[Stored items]
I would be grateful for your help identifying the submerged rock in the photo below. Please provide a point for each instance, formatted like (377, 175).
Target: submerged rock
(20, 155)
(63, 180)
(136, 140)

▶ _WHAT THE TASK ASKS_: Please make an exact copy of every record, leaving nothing out.

▶ _COMPLETED TASK_:
I would be grateful for your help identifying the submerged rock in the photo below. Please provide a point for each instance, formatted like (377, 175).
Target: submerged rock
(20, 155)
(63, 180)
(136, 140)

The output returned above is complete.